Data extracted from a collection:

━━━━━━━━

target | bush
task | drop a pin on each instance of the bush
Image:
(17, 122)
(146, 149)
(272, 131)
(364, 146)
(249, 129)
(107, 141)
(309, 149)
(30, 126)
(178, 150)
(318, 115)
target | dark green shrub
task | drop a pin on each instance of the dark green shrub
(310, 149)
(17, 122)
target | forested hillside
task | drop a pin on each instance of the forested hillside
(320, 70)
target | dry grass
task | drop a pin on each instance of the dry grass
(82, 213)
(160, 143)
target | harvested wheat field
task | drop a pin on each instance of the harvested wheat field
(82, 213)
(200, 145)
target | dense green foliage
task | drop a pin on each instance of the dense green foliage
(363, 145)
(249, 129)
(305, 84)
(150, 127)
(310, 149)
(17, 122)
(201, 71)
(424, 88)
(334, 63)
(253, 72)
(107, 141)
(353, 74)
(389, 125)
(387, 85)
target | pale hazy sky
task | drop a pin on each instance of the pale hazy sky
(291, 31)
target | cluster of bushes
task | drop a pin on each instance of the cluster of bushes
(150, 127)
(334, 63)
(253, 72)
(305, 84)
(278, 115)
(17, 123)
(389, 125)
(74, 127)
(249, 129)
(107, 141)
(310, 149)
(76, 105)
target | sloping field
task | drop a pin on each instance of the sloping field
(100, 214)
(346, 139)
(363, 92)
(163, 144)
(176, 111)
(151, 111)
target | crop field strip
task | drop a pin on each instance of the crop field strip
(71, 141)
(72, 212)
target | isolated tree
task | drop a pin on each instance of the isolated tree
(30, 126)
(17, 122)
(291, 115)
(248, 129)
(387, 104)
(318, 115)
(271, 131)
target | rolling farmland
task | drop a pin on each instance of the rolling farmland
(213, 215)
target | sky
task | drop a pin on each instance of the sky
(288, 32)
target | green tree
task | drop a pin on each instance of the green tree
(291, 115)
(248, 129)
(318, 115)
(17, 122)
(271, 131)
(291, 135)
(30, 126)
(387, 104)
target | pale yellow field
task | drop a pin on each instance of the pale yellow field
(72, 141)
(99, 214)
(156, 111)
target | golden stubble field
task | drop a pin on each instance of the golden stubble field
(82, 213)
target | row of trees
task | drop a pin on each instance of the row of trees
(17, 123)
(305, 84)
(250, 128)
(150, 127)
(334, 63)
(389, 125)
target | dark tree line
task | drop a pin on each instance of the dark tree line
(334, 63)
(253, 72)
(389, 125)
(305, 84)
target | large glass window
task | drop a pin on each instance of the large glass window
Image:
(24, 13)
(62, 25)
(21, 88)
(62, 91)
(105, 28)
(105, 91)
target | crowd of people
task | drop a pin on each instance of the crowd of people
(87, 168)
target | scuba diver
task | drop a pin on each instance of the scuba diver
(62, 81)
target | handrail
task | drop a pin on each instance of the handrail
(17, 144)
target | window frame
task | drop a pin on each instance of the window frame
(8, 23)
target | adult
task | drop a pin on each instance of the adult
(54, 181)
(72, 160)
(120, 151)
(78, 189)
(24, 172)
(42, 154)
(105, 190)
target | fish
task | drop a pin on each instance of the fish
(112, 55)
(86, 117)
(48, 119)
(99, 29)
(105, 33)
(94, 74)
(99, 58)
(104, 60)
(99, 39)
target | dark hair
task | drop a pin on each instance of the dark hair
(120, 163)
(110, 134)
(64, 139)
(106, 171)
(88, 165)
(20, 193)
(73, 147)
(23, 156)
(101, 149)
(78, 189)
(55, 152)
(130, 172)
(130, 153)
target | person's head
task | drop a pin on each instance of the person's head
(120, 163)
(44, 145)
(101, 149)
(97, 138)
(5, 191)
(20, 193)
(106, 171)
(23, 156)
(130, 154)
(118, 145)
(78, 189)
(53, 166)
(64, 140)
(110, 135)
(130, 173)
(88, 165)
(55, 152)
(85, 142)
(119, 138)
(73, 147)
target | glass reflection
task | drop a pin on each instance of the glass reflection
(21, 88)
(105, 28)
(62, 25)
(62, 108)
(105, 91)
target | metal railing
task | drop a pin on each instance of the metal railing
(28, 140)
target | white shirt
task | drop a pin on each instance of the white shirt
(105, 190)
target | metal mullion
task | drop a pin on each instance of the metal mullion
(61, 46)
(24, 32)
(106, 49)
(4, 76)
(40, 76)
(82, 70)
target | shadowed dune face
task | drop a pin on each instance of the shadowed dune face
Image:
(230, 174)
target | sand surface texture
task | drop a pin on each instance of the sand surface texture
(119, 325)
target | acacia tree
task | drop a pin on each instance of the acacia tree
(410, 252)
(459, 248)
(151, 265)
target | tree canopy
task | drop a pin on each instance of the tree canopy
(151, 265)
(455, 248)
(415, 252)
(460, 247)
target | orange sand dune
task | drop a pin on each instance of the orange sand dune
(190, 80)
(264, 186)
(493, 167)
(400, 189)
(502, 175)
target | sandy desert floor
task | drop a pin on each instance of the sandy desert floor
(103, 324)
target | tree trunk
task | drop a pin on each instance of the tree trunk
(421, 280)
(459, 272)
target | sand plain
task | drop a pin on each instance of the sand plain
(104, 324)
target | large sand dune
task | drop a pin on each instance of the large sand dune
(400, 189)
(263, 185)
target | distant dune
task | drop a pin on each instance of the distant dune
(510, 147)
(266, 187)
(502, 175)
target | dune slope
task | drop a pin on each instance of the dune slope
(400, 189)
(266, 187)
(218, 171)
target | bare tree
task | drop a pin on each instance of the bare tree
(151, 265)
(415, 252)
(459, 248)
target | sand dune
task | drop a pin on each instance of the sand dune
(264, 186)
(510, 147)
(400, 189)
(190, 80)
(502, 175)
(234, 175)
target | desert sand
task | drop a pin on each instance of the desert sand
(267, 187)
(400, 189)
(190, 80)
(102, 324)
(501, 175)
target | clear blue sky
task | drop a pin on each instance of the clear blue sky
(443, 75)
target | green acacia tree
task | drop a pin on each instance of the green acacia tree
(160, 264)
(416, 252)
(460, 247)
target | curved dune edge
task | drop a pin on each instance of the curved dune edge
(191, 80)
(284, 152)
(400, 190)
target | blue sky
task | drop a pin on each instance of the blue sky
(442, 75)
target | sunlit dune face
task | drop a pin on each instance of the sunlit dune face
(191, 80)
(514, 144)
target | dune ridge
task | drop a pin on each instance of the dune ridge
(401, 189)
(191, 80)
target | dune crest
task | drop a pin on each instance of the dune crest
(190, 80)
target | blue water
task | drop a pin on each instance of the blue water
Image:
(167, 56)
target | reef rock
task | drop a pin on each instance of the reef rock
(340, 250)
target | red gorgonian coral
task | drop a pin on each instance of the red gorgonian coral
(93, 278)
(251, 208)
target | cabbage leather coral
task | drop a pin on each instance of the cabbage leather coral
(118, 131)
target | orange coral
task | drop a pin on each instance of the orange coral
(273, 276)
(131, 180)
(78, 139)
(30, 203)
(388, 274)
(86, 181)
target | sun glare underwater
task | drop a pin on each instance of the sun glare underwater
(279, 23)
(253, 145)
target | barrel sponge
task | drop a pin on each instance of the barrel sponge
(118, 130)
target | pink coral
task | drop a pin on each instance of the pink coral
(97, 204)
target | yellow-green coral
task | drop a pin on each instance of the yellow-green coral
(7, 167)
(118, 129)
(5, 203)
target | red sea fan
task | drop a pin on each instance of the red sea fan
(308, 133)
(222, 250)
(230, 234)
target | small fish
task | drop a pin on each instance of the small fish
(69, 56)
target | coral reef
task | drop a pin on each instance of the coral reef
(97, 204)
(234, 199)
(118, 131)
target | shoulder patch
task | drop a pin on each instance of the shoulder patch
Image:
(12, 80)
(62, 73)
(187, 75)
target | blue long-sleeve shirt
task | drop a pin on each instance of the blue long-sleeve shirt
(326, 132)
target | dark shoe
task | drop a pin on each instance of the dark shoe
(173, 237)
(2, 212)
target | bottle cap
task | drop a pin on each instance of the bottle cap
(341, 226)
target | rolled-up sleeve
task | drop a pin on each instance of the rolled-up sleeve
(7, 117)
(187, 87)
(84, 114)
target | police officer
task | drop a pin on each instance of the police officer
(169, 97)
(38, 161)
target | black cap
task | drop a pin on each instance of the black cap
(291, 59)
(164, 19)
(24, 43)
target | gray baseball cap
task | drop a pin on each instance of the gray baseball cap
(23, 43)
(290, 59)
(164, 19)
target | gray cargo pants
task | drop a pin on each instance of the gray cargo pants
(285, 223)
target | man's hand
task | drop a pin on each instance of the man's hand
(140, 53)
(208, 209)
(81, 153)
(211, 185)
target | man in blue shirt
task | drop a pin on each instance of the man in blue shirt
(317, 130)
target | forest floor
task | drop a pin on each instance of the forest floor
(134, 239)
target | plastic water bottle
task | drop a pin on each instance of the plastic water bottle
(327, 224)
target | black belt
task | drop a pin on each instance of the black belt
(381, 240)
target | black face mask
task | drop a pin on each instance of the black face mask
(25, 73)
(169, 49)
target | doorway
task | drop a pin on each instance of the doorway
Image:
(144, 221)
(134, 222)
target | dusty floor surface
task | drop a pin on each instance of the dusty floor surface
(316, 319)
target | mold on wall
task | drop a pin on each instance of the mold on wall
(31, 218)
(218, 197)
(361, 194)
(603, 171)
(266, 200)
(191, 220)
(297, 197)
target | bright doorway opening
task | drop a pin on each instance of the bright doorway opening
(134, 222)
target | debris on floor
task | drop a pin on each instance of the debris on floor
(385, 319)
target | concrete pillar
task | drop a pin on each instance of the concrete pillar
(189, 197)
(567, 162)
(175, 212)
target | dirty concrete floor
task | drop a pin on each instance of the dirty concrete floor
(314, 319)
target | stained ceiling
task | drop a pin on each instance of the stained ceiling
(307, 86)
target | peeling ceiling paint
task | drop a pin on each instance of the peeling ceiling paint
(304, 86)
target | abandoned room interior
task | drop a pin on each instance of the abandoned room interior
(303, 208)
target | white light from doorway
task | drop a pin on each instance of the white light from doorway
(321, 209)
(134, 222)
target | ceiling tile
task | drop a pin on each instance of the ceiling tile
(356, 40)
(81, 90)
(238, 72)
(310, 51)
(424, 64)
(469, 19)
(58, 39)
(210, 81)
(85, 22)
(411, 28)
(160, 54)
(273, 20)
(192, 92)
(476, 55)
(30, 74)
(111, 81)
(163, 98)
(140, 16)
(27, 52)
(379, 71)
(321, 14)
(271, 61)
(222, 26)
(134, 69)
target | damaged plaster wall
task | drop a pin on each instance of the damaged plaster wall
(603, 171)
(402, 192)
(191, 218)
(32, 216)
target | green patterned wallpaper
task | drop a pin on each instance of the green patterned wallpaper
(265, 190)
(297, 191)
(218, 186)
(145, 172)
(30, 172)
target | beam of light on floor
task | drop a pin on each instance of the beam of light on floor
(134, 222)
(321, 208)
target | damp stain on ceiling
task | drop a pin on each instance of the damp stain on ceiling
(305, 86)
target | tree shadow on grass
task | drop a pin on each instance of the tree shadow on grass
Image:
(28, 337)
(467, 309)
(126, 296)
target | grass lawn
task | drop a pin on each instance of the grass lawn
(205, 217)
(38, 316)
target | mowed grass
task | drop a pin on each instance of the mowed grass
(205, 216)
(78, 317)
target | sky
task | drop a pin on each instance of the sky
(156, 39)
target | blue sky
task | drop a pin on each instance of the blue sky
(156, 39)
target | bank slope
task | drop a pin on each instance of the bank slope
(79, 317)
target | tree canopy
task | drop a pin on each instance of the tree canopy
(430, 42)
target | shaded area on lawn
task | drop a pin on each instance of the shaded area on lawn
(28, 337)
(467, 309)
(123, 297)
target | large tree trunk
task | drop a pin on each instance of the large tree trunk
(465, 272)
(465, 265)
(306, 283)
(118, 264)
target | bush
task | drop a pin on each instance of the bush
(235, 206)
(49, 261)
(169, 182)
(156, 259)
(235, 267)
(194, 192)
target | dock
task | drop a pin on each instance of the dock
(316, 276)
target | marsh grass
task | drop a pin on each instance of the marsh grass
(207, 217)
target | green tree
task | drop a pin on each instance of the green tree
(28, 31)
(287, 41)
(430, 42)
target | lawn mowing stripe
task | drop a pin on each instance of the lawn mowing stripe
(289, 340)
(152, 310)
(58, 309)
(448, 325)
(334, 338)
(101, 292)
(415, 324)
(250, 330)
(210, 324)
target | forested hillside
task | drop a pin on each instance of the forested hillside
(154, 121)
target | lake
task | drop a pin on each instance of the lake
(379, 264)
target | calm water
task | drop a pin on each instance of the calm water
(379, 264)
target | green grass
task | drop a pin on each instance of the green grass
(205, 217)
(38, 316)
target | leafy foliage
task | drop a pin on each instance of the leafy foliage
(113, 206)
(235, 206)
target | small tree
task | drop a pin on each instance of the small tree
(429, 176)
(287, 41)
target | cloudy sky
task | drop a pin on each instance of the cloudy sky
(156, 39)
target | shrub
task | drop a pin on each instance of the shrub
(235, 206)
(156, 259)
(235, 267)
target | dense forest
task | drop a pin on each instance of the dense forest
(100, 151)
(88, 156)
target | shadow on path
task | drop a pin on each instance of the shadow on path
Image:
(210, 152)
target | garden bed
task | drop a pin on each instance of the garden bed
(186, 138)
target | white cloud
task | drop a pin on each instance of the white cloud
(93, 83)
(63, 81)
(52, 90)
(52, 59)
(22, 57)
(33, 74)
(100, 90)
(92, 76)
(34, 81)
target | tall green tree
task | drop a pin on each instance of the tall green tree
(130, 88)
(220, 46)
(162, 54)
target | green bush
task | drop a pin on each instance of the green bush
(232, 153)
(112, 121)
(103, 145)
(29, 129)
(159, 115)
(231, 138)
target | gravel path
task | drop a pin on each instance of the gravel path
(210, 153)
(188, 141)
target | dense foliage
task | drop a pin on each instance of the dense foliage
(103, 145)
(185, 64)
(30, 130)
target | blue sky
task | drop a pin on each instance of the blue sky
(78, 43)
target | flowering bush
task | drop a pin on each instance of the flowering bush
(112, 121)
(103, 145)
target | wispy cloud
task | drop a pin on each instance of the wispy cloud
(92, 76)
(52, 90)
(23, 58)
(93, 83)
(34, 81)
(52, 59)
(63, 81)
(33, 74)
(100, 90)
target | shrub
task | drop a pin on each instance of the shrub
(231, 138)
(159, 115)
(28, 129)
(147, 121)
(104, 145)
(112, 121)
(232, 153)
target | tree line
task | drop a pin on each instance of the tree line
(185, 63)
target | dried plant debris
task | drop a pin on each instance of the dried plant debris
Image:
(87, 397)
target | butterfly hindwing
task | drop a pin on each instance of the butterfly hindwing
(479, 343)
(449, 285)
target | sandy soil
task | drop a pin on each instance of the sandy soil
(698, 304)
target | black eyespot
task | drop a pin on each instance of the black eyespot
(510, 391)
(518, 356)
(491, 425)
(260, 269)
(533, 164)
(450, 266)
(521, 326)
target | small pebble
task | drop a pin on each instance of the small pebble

━━━━━━━━

[Request] Copy exactly the lines above, from the one containing "target | small tree" through the very last line.

[The solution]
target | small tree
task | drop a pin on each instance of the small tree
(429, 176)
(287, 41)
target | cloudy sky
task | drop a pin on each instance of the cloudy sky
(156, 39)
target | shrub
task | drop a pin on each instance of the shrub
(235, 206)
(156, 259)
(235, 267)
target | dense forest
task | drop a pin on each instance of the dense forest
(100, 151)
(88, 156)
target | shadow on path
task | drop a pin on each instance of the shadow on path
Image:
(210, 152)
target | garden bed
task | drop a pin on each instance of the garden bed
(186, 138)
target | white cloud
task | drop a pin on each instance of the white cloud
(93, 83)
(63, 81)
(52, 90)
(52, 59)
(22, 57)
(33, 74)
(100, 90)
(92, 76)
(34, 81)
target | tall green tree
task | drop a pin on each instance of the tall green tree
(130, 88)
(220, 46)
(162, 54)
target | green bush
task | drop a pin on each instance of the green bush
(232, 153)
(112, 121)
(103, 145)
(29, 129)
(159, 115)
(231, 138)
target | gravel path
task | drop a pin on each instance of the gravel path
(210, 153)
(188, 141)
target | dense foliage
task | drop a pin on each instance of the dense foliage
(103, 145)
(185, 64)
(30, 130)
target | blue sky
task | drop a pin on each instance of the blue sky
(78, 43)
target | flowering bush
task | drop a pin on each instance of the flowering bush
(112, 121)
(103, 145)
target | wispy cloud
task | drop a pin on each instance of the wispy cloud
(92, 76)
(52, 90)
(23, 58)
(93, 83)
(34, 81)
(52, 59)
(63, 81)
(33, 74)
(100, 90)
target | shrub
task | drop a pin on each instance of the shrub
(231, 138)
(159, 115)
(28, 129)
(147, 121)
(104, 145)
(112, 121)
(232, 153)
target | tree line
task | drop a pin on each instance of the tree line
(185, 63)
target | dried plant debris
task | drop a pin on each instance of the dried plant debris
Image:
(87, 397)
target | butterfly hindwing
task | drop a pin on each instance of the butterfly hindwing
(479, 343)
(449, 285)
target | sandy soil
task | drop a pin on each instance of the sandy soil
(698, 304)
target | black eyespot
task | drop a pin on each instance of the black eyespot
(510, 391)
(518, 356)
(491, 425)
(260, 269)
(533, 164)
(450, 266)
(521, 326)
target | small pebble
task | drop a pin on each instance of the small pebble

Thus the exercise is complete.